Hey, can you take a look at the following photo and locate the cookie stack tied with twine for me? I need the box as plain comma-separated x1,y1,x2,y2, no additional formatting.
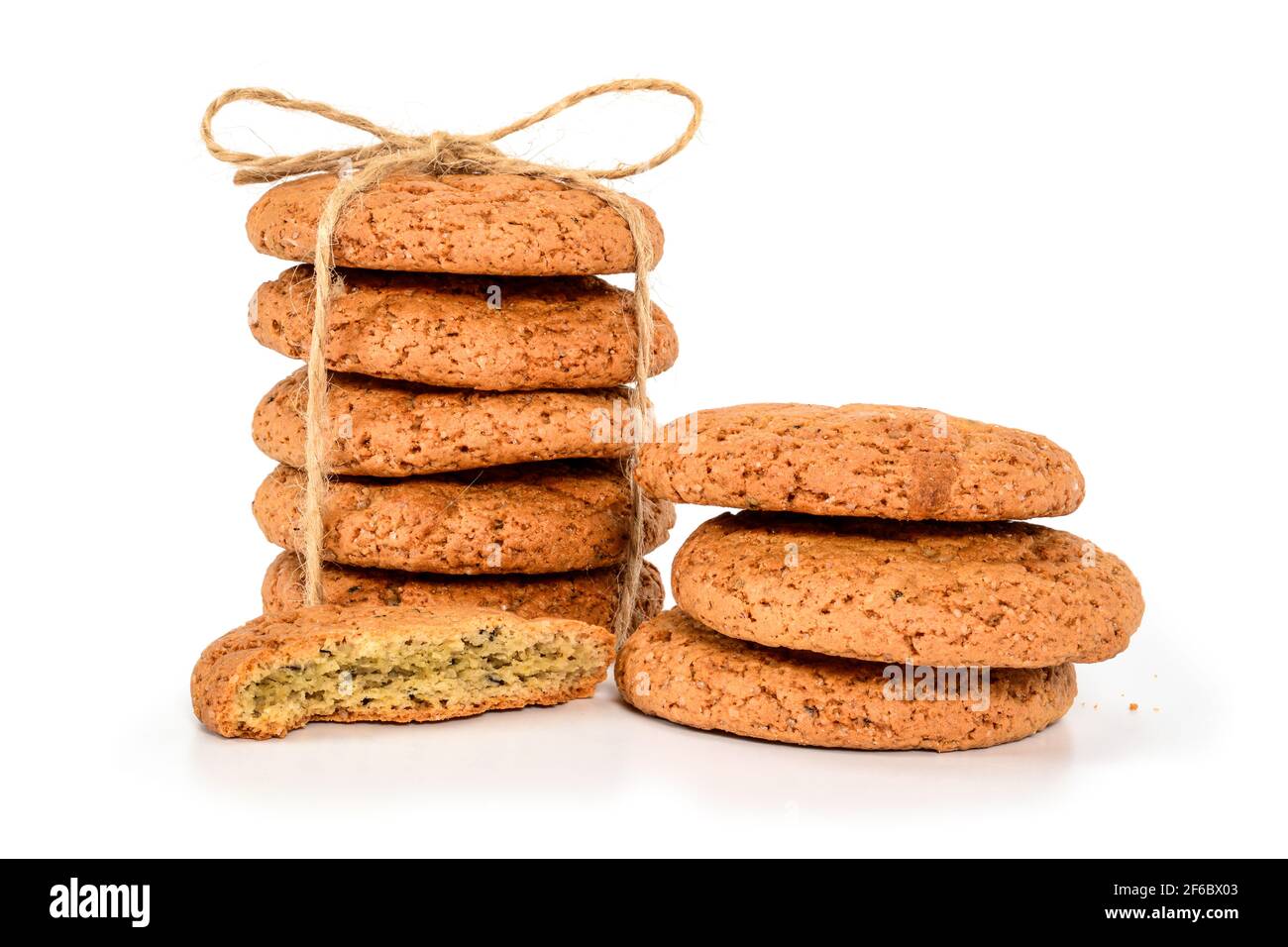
193,80,700,736
615,404,1143,750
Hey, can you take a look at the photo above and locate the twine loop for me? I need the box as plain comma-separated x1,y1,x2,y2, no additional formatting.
201,78,702,647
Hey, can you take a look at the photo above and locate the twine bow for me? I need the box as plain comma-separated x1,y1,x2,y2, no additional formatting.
201,78,702,647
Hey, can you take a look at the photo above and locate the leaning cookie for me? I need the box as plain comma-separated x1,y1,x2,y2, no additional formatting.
192,605,613,740
614,608,1077,751
671,511,1145,668
261,553,666,627
249,266,679,391
253,460,675,575
636,404,1083,520
246,174,662,275
252,368,631,476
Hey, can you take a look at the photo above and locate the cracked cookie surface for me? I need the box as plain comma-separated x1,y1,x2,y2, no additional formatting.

▶ [What you will do] Edit the material above by changing every "twine" to "string" and keeping everything else the same, then give all of it back. Omit the pictures from your answer.

▶ [Reply]
Hey, can you take a look at the following photo and locate the cookie stack tied with string for me? I need the box as plain comma-separated x1,y1,x2,y2, no additional formatting.
193,80,700,736
615,404,1143,750
Hey, can you take a look at the photo above and locate the string loop for me? I need the box as plain comma-separated x1,y1,x2,y2, no additional formatting.
201,78,702,647
Hey, can you take a look at the photo above and locate the string bow for me? I need the box as plain comma-separated x1,y1,x2,y2, no additional formatting.
201,78,702,647
Hey, can you take a look at the photo above and locate the leaning cookie for me? I need the box as plain comma-separated x1,y1,x2,y2, no additional formatting.
192,605,613,740
614,608,1077,751
671,511,1145,668
261,553,666,627
249,266,679,391
253,460,675,575
636,404,1083,520
246,174,662,275
252,368,631,476
Hey, can you take a look at the photo above and locate the cracked cookie surface for me? I need the box as plain comma-separated x1,y1,x2,y2, no additional formatting.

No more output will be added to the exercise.